▶ **SUPPLIED MATERIAL**:

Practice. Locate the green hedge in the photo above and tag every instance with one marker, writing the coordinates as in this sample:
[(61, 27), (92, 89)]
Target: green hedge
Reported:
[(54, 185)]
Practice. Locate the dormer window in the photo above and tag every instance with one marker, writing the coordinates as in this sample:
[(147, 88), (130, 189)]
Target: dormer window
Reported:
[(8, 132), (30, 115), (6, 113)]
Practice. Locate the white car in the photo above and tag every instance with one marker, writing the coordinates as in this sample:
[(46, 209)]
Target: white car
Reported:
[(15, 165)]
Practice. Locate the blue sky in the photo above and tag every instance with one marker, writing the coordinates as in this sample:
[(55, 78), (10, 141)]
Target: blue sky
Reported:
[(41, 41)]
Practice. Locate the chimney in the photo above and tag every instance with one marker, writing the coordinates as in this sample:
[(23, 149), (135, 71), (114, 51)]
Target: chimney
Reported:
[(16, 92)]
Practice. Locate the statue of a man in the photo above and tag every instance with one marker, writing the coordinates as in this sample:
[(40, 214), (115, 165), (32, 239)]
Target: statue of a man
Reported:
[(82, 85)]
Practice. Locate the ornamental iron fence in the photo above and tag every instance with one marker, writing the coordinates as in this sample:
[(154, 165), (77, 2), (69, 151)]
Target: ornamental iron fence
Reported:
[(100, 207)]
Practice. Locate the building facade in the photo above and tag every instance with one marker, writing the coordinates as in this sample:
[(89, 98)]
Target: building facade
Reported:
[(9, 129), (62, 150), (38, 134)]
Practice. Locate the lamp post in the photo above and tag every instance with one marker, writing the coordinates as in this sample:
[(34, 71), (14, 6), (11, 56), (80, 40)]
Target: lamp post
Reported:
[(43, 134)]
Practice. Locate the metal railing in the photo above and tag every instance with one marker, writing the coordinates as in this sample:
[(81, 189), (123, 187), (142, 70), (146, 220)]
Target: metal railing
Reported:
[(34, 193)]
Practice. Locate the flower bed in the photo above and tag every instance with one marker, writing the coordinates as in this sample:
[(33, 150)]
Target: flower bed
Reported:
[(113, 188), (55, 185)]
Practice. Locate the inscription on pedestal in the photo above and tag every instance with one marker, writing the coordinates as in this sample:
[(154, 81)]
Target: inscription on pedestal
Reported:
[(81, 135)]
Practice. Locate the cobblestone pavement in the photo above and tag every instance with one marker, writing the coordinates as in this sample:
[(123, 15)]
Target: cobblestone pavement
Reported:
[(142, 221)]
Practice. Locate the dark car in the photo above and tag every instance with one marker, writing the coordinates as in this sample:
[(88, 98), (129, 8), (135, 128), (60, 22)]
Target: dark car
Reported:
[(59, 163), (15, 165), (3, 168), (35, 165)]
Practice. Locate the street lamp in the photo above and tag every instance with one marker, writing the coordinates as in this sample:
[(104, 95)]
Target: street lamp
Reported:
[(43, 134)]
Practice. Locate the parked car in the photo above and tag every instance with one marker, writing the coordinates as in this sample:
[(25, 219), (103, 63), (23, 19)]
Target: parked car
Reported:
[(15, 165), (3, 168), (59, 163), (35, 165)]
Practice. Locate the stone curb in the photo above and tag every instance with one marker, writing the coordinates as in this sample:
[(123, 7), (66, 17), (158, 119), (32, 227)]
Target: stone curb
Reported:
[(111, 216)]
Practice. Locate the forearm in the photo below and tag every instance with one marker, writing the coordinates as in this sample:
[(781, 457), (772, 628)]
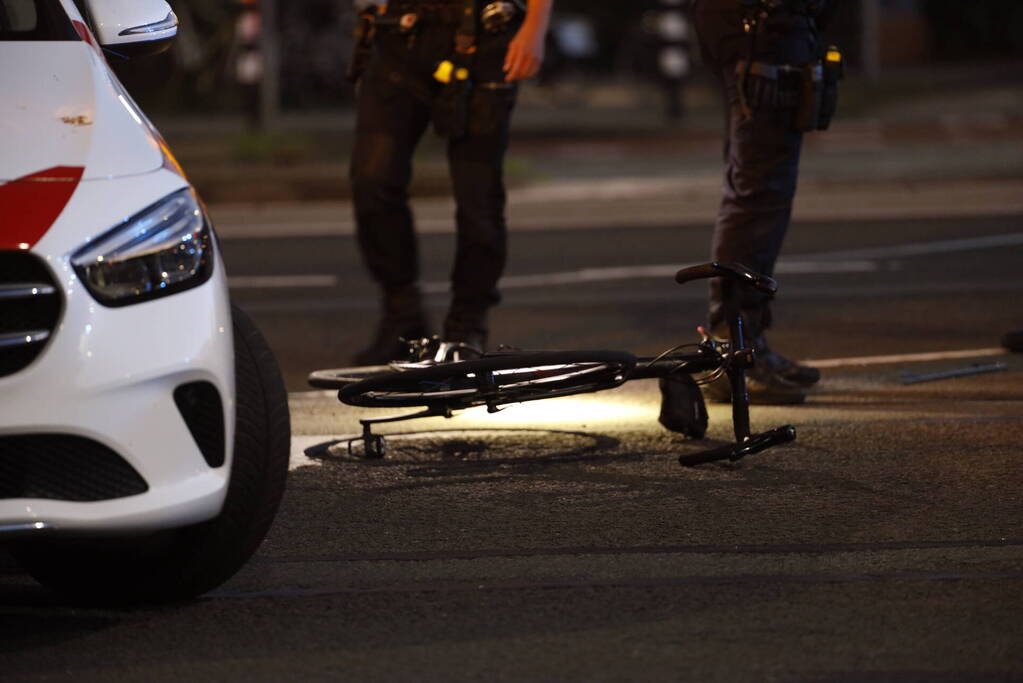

▶ **WRITTEN INSTRUCTION**:
Please convert every line of the items above into a JSON list of strings, one string per line, skipping blank lines. Leave the pictures out of the answer.

▶ **RESULT FOR THIS EXERCISE**:
[
  "Practice. Locate the green hedge in the photo above and tag every instance with one marker, writing the coordinates as in this sample:",
  "[(61, 27), (92, 89)]",
  "Target: green hedge",
  "Reported:",
  "[(54, 185)]",
  "Practice. Locate the dormer window in the photo above and tag every instance with one marker, writing the coordinates as in this sample:",
  "[(147, 88), (130, 189)]",
  "Target: dormer window",
  "Reported:",
  "[(8, 132), (30, 115), (6, 113)]",
  "Practice. Locate the white car in the photo above and tag every instance with one marker, writing the coordinates as in this sample:",
  "[(46, 209)]",
  "Target: white car",
  "Reported:",
  "[(15, 165)]",
  "Practice. Locate the blue sky in the photo above and tag every instance with one marker, writing the coordinates as in this sample:",
  "[(55, 78), (10, 141)]",
  "Target: blue sky",
  "Reported:",
  "[(41, 41)]",
  "Practice. Locate the chimney in the photo above and tag every instance with one marker, writing the coordinates as in this sample:",
  "[(23, 149), (135, 71), (114, 51)]",
  "Target: chimney",
  "Reported:",
  "[(16, 92)]",
  "Practice. Locate the statue of a man in the photo above and tag every instance with one marker, writing the coordinates as in this sample:",
  "[(40, 214), (115, 165), (32, 239)]",
  "Target: statue of a man",
  "Reported:",
  "[(82, 85)]",
  "Practice. Locate the ornamental iron fence in the photo above and tag every instance with one marker, writing the coordinates as in this sample:",
  "[(154, 165), (77, 2), (69, 151)]",
  "Target: ornamental iron fence",
  "Reported:",
  "[(100, 207)]",
  "Practice. Locate the building facade in the photo above and tag every instance with one marker, writing the coordinates as in this sample:",
  "[(89, 98)]",
  "Target: building facade",
  "Reported:",
  "[(9, 129), (62, 150), (38, 134)]",
  "Practice. Locate the lamp post in the photo above and tag every instance with one marker, writing the coordinates as in this sample:",
  "[(34, 71), (14, 6), (11, 56), (80, 40)]",
  "Target: lamp post",
  "Reported:",
  "[(43, 134)]",
  "Practice. Locate the metal railing in the photo above and tag every instance with one marker, writing the coordinates as in this sample:",
  "[(81, 189), (123, 187), (142, 70), (146, 220)]",
  "Target: metal railing",
  "Reported:",
  "[(34, 193)]",
  "Practice. Locate the flower bed in the photo above and tag every instance with one marker, writing the coordinates as in this sample:",
  "[(33, 150)]",
  "Target: flower bed",
  "Reported:",
  "[(113, 188), (55, 185)]",
  "Practice. Locate the inscription on pedestal in the photo above and tag every instance with one marker, writing the coordinates as in this sample:",
  "[(154, 81)]",
  "Target: inscription on pedestal",
  "Reported:",
  "[(81, 135)]",
  "Practice. Locate the cobblestone pavement in the photo above and tag every instance with one marker, writing the coordinates as in this sample:",
  "[(123, 15)]",
  "Target: cobblestone pavement",
  "Reported:",
  "[(142, 221)]",
  "Practice. Locate the dark car in the photo above and tag every instance with one marker, writing the coordinates as in this sample:",
  "[(88, 98), (129, 8), (135, 128), (60, 22)]",
  "Target: dark car",
  "Reported:",
  "[(59, 163), (15, 165), (3, 168), (35, 165)]",
  "Practice. Locate the street lamp in the photo above and tag every instance with one marker, writing the coordinates as in this sample:",
  "[(104, 95)]",
  "Target: street lamp",
  "Reported:",
  "[(43, 134)]",
  "Practice. Locate the parked car in the photo above and tag every instance with one marker, writing the coordinates as in this sample:",
  "[(25, 219), (103, 63), (23, 19)]",
  "Target: parked car",
  "Reported:",
  "[(15, 165), (3, 168), (59, 163), (35, 165)]",
  "Practice. Locate the stone curb in the photo above and tag every instance with one marker, writing the coordinates as in this sample:",
  "[(123, 7), (66, 17), (158, 119), (32, 227)]",
  "Target: stone curb",
  "Reported:",
  "[(111, 216)]",
  "Practice. Locate the forearm in the photo below and tag every instance with one marker, writing the coordinates as in this sample:",
  "[(781, 457), (772, 628)]"
]